Directions:
Each line below should be quoted exactly, please.

Data for processing:
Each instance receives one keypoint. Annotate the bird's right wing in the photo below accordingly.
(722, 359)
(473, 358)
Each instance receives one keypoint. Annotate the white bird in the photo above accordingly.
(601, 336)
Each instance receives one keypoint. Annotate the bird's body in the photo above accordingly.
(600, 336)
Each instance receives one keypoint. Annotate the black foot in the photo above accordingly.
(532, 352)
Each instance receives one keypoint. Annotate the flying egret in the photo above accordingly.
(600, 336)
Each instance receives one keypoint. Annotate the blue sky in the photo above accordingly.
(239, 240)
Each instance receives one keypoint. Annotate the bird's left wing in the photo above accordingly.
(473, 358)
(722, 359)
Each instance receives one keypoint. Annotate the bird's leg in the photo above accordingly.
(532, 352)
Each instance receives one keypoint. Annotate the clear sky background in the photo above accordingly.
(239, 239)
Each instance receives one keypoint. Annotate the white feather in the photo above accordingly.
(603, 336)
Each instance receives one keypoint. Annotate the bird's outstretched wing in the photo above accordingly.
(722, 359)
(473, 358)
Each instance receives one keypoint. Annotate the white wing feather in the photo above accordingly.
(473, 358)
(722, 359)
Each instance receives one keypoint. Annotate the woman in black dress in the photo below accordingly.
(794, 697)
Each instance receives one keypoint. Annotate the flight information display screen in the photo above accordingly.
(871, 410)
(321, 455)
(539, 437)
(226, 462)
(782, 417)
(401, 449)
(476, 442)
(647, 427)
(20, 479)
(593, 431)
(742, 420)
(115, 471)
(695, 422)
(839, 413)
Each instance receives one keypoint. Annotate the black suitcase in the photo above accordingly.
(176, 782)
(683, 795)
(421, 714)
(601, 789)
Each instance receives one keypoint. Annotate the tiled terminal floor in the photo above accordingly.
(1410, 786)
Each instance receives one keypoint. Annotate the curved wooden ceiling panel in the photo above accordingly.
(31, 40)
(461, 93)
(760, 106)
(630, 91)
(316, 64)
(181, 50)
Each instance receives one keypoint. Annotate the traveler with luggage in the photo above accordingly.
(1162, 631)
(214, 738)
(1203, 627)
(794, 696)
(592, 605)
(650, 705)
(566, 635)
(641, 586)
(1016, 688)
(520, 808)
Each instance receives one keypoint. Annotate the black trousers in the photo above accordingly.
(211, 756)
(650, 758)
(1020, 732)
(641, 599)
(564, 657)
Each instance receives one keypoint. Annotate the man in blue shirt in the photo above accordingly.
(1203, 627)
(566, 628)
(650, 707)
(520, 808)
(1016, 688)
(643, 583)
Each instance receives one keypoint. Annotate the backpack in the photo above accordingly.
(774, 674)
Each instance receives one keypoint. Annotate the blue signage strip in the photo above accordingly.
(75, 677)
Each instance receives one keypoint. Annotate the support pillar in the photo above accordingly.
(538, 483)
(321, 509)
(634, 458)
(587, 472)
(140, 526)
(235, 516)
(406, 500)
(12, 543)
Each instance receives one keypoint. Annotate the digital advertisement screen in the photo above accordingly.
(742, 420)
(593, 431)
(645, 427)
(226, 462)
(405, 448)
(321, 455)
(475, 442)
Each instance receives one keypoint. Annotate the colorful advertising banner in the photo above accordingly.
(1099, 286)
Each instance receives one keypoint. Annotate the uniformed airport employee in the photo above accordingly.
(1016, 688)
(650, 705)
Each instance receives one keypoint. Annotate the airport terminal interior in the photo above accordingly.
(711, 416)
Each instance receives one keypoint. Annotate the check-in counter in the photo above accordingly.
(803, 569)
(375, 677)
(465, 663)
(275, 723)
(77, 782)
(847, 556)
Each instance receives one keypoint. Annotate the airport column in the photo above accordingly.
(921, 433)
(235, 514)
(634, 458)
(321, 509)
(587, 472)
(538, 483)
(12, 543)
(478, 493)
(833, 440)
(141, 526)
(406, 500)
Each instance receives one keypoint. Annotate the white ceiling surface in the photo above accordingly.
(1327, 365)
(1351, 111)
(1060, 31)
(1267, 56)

Final answer:
Each instance receives one keypoint. Annotate the bird's right wing in the photo below accordingly.
(722, 359)
(473, 358)
Each instance receives one keypoint. Annotate the white bird in the photo above accordingly.
(601, 336)
Each instance receives one keypoint. Annotate the bird's body in the photo above accordingly.
(600, 336)
Each instance receives one keypoint. Annotate the black foot in the photo above accordingly.
(532, 352)
Each instance receives one keypoint. Annotate the flying egret in the photo above accordingly.
(600, 336)
Each instance receives one keypoint. Annotate the blue sky in the photo above accordingly.
(239, 240)
Each instance receives one keypoint. Annotate the bird's left wing in the photo above accordingly.
(473, 358)
(722, 359)
Each instance receives one keypoint. Annotate the bird's leg in the photo above accordingly.
(532, 352)
Each instance receives one keypoint. Annotate the clear sky background in the photo above accordingly.
(239, 239)
Each instance receives one keypoint. Annotate the white feather in the photo above accordingly.
(603, 336)
Each instance receives one keypoint. Annotate the bird's outstretched wing in the photo above accordingly.
(722, 359)
(473, 358)
Each instance receives one keypoint. Annotate the white wing feather in the photo above accordingly.
(473, 358)
(722, 359)
Each instance receives one keypoint. Annotate the woman in black dress in the photo below accordingly.
(794, 697)
Each instance receives one keypoint. Annotate the flight information display screen in the photo above accordingly.
(871, 410)
(321, 455)
(539, 437)
(226, 462)
(782, 417)
(401, 449)
(476, 442)
(647, 427)
(20, 479)
(593, 431)
(742, 420)
(115, 471)
(695, 422)
(839, 413)
Each instance receives one keypoint. Annotate the black suitcase in the photo above accordingly.
(176, 782)
(683, 795)
(421, 714)
(601, 789)
Each instance receives one keypoint. Annotate the tiled terminal floor in the photo above accordingly.
(1410, 786)
Each instance receives one keypoint. Annotate the curved wooden ceiling panel in the photo above accordingly.
(31, 40)
(461, 93)
(760, 106)
(630, 91)
(316, 64)
(181, 50)
Each instance receives one keypoint. Annotate the traveler with luggage in the photo above accordingly.
(1162, 631)
(214, 738)
(1203, 627)
(794, 696)
(592, 605)
(650, 705)
(566, 635)
(641, 586)
(1016, 688)
(520, 808)
Each instance receives one keypoint. Annotate the black trousers in the photo above accordingly.
(211, 756)
(650, 758)
(1020, 732)
(641, 599)
(564, 657)
Each instance receives one keypoint. Annotate the man in blue shirt in the photo above accordingly.
(1203, 627)
(566, 628)
(650, 707)
(520, 808)
(1016, 688)
(643, 583)
Each instance receives one keypoint. Annotate the backpack in the photo above accordingly.
(774, 674)
Each instance receives one keypoint. Annotate the blue signage strip in the photo above accordingly.
(75, 677)
Each instance receives one keypoint. Annotate the support pillar in the photo above accordingly.
(538, 483)
(321, 509)
(634, 458)
(587, 472)
(140, 526)
(235, 516)
(406, 500)
(12, 543)
Each instance receives one keypoint. Annotate the digital advertisement screen in the photo above accordingly.
(742, 420)
(593, 431)
(645, 427)
(226, 462)
(405, 448)
(321, 455)
(475, 442)
Each instance receives one keypoint. Annotate the colorful advertising banner in the photo above accordingly.
(1099, 286)
Each instance receives one keypoint. Annotate the uniformed airport employee in the photo above accordingly.
(1016, 688)
(650, 705)
Each instance receives one keypoint. Annotate the airport terminal interior in the photo above accordingly.
(711, 416)
Each instance receives one keypoint. Annotate the check-in counter in the photo above accordingly.
(803, 569)
(375, 677)
(465, 663)
(275, 723)
(77, 782)
(847, 556)
Each instance receives one keypoint. Annotate the airport column in the photo above accordingly.
(921, 433)
(235, 514)
(634, 458)
(321, 509)
(587, 472)
(538, 483)
(12, 543)
(478, 493)
(833, 440)
(141, 526)
(406, 500)
Each instance receives one keypoint. Annotate the white ceiling surface in the photo above accordingly.
(1327, 365)
(1351, 111)
(1060, 31)
(1267, 56)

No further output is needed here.